YOUR OBJECTIVE: List every line of the data below that contains the string "standing". Matching is case-sensitive.

-------- SUPPLIED RECORDS --------

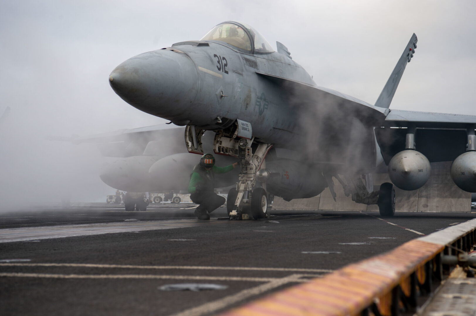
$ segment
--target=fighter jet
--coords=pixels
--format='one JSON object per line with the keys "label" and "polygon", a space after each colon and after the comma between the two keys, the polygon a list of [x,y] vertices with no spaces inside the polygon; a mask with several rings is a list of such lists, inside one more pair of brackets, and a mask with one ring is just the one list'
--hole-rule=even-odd
{"label": "fighter jet", "polygon": [[[310,198],[329,187],[335,197],[333,178],[353,201],[391,216],[394,185],[422,186],[430,162],[454,161],[455,183],[476,192],[476,116],[389,108],[417,41],[413,34],[374,105],[317,86],[284,45],[277,42],[275,51],[256,29],[232,21],[199,40],[132,57],[109,81],[133,106],[185,126],[188,152],[207,145],[239,160],[231,218],[266,217],[273,195]],[[207,131],[213,140],[202,138]],[[373,192],[370,174],[382,163],[393,183]]]}

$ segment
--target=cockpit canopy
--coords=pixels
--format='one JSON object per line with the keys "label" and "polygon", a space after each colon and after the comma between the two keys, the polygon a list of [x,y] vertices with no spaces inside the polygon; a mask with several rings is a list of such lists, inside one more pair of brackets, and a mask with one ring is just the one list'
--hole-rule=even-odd
{"label": "cockpit canopy", "polygon": [[248,24],[242,23],[228,21],[220,23],[201,38],[201,40],[207,40],[225,42],[251,52],[265,53],[274,51],[262,35]]}

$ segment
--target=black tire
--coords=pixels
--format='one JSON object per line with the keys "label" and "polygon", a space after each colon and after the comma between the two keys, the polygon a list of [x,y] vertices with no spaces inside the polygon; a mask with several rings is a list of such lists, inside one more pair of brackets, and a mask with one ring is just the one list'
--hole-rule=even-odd
{"label": "black tire", "polygon": [[393,184],[388,182],[382,183],[377,205],[380,216],[391,217],[395,214],[395,188]]}
{"label": "black tire", "polygon": [[124,206],[126,209],[126,211],[134,211],[134,209],[136,207],[136,203],[133,202],[128,202],[127,203],[125,203]]}
{"label": "black tire", "polygon": [[231,213],[235,209],[235,201],[238,196],[238,191],[235,188],[230,189],[228,192],[228,198],[227,199],[227,211],[229,217]]}
{"label": "black tire", "polygon": [[263,188],[253,190],[251,195],[251,214],[255,220],[266,218],[268,214],[268,196]]}

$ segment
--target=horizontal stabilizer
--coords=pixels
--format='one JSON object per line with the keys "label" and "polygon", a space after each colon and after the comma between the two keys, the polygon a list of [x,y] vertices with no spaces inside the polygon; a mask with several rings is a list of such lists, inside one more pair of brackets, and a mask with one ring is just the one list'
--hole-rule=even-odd
{"label": "horizontal stabilizer", "polygon": [[390,75],[390,77],[387,80],[385,86],[380,93],[380,95],[378,96],[378,98],[375,102],[375,106],[379,107],[383,107],[387,109],[390,106],[390,104],[392,102],[393,96],[395,95],[395,91],[397,91],[397,87],[398,86],[400,83],[400,79],[403,75],[403,71],[405,70],[407,63],[409,63],[415,53],[415,49],[416,48],[416,42],[418,39],[416,35],[414,33],[412,37],[410,38],[410,41],[407,45],[407,47],[403,51],[403,53],[400,56],[398,62],[397,63],[395,68],[394,68],[392,74]]}
{"label": "horizontal stabilizer", "polygon": [[466,128],[468,124],[476,124],[476,115],[392,109],[385,122],[402,127],[416,124],[421,127]]}

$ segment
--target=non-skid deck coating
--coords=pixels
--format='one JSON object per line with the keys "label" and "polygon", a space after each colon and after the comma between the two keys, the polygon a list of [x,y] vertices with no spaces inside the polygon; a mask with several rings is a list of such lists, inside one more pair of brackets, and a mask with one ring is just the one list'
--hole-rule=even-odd
{"label": "non-skid deck coating", "polygon": [[283,290],[223,316],[355,315],[388,293],[445,244],[476,229],[476,220],[409,241],[386,254]]}
{"label": "non-skid deck coating", "polygon": [[[0,243],[0,315],[216,315],[391,250],[418,237],[416,232],[427,235],[474,216],[413,213],[384,221],[378,213],[339,212],[217,220],[226,216],[223,209],[211,220],[199,221],[188,207],[129,212],[93,206],[0,214],[0,232],[35,226],[43,226],[40,232],[67,230],[74,228],[71,223],[90,224],[83,227],[87,232],[99,226],[132,228]],[[131,219],[140,221],[124,221]],[[155,222],[170,229],[137,229]],[[228,287],[160,289],[190,283]]]}

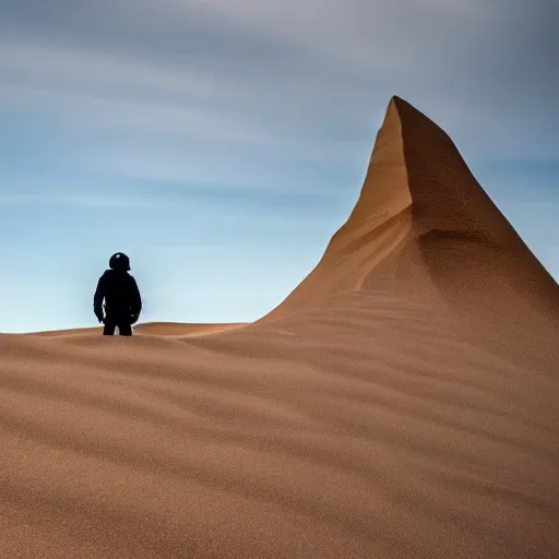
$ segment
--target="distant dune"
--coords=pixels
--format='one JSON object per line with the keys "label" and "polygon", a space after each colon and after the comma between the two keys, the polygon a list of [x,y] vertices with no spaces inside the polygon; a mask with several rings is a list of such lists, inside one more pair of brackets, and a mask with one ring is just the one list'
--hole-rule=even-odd
{"label": "distant dune", "polygon": [[403,99],[285,301],[136,333],[0,336],[0,557],[559,557],[559,286]]}

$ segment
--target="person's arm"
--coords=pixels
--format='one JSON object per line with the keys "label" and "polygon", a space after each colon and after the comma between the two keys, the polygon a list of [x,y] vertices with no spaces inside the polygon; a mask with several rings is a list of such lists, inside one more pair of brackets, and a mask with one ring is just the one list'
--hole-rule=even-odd
{"label": "person's arm", "polygon": [[131,290],[131,305],[130,305],[130,313],[133,317],[134,322],[140,317],[140,312],[142,312],[142,297],[140,296],[140,289],[138,288],[138,284],[134,277],[130,276],[130,290]]}
{"label": "person's arm", "polygon": [[103,322],[103,299],[105,298],[105,277],[100,276],[97,282],[97,288],[93,296],[93,312],[99,322]]}

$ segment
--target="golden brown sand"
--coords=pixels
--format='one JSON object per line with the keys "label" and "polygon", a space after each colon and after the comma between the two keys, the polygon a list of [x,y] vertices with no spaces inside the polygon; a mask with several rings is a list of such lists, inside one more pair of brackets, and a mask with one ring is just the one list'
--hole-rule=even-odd
{"label": "golden brown sand", "polygon": [[556,282],[393,98],[260,321],[0,336],[0,556],[557,559],[558,332]]}

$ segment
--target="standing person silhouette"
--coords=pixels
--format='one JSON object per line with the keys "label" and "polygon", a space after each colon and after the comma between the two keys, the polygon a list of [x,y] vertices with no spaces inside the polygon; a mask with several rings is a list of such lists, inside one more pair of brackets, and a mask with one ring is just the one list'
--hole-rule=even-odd
{"label": "standing person silhouette", "polygon": [[110,257],[109,269],[97,283],[93,310],[97,320],[105,324],[103,335],[115,335],[118,326],[121,336],[131,336],[132,324],[138,321],[142,310],[142,298],[134,277],[129,274],[130,259],[123,252],[117,252]]}

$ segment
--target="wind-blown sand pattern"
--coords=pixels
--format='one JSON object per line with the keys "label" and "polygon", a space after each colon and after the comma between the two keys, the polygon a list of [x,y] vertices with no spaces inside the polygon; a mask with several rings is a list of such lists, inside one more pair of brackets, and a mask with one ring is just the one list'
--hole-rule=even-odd
{"label": "wind-blown sand pattern", "polygon": [[404,100],[317,267],[207,329],[0,336],[2,558],[559,557],[559,287]]}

--------

REPLY:
--target="standing person silhouette"
{"label": "standing person silhouette", "polygon": [[110,257],[109,269],[97,283],[93,310],[97,320],[105,324],[103,335],[115,335],[118,326],[121,336],[131,336],[132,324],[138,321],[142,310],[142,298],[134,277],[129,274],[130,259],[123,252],[117,252]]}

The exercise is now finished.